> [Task details]:
Scale the data below by rewriting every line, requests included, with each bounding-box coordinate in the answers multiplied by 0.9 and rounded to the nearest whole number, halves rounded up. Leave the requests and the [x1, y1, x2, y2] format sample unchanged.

>> start Data lines

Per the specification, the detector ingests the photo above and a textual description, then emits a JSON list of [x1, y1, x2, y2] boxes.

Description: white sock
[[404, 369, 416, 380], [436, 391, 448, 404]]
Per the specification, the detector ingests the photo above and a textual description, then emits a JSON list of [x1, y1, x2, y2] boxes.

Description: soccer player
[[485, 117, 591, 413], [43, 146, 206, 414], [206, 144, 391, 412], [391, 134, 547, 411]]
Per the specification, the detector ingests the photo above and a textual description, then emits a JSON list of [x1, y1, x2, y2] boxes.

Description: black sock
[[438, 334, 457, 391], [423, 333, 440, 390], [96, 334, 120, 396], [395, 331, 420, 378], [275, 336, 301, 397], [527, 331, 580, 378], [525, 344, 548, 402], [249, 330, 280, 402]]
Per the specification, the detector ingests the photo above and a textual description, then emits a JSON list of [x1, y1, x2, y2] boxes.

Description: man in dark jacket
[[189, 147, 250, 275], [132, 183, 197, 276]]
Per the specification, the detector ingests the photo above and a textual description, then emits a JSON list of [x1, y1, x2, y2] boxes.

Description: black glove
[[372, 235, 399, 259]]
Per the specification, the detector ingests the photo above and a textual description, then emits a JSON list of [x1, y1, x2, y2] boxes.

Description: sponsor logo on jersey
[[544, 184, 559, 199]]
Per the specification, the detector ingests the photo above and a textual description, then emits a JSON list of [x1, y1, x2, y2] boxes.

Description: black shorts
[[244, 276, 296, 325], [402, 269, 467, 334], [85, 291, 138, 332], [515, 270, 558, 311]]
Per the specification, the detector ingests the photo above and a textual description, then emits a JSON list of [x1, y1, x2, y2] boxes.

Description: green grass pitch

>> end Data lines

> [Output of the exercise]:
Per the specification, the detector ingests the photo above and a textual description, then emits a JSON list of [x1, y1, x2, y2] boxes.

Description: white sock
[[364, 332, 374, 342], [392, 352, 403, 364]]
Per the specification, the detector ingests the photo above and a textual description, then emits a JSON list of [x1, y1, x2, y2] boxes.

Description: soccer player
[[437, 105, 532, 372], [39, 131, 185, 373], [185, 130, 352, 371], [352, 121, 492, 370]]
Per the specification, the detector ingests the photo above and a textual description, then emits a JSON list of [x1, y1, x2, y2] boxes.

Description: black sock
[[394, 301, 411, 352], [381, 300, 396, 351], [86, 301, 108, 356], [356, 298, 378, 340], [248, 302, 271, 357], [474, 298, 522, 340], [473, 310, 493, 362], [224, 297, 252, 362]]
Per the specification, the detector ingests the photo above and a textual description, then emits a JSON list of [x1, y1, x2, y2] boxes.

Description: man in dark jacket
[[170, 132, 225, 248], [119, 165, 177, 248]]
Per the specification, the detector ingests the photo above and a textual description, then emits a JSON list of [x1, y1, x2, y2] boxes.

Description: black glove
[[335, 212, 359, 233]]
Per the specification, the detector ingests the photo above and a textual description, then emits a JSON list of [x1, y1, x2, y2] boxes.

Description: sponsor logo on jersey
[[490, 166, 503, 179]]
Per the specification, the detector ingests the photo above and a textual description, then emits a JSON list of [x1, y1, x2, y2] boxes.

Description: black shorts
[[220, 248, 266, 293], [362, 242, 420, 301], [77, 262, 124, 299], [464, 243, 502, 280]]
Per the specification, the detector ingests the photo above and a textual description, then emits a JSON list of [x1, y1, x2, y2] boxes.

Description: green grass pitch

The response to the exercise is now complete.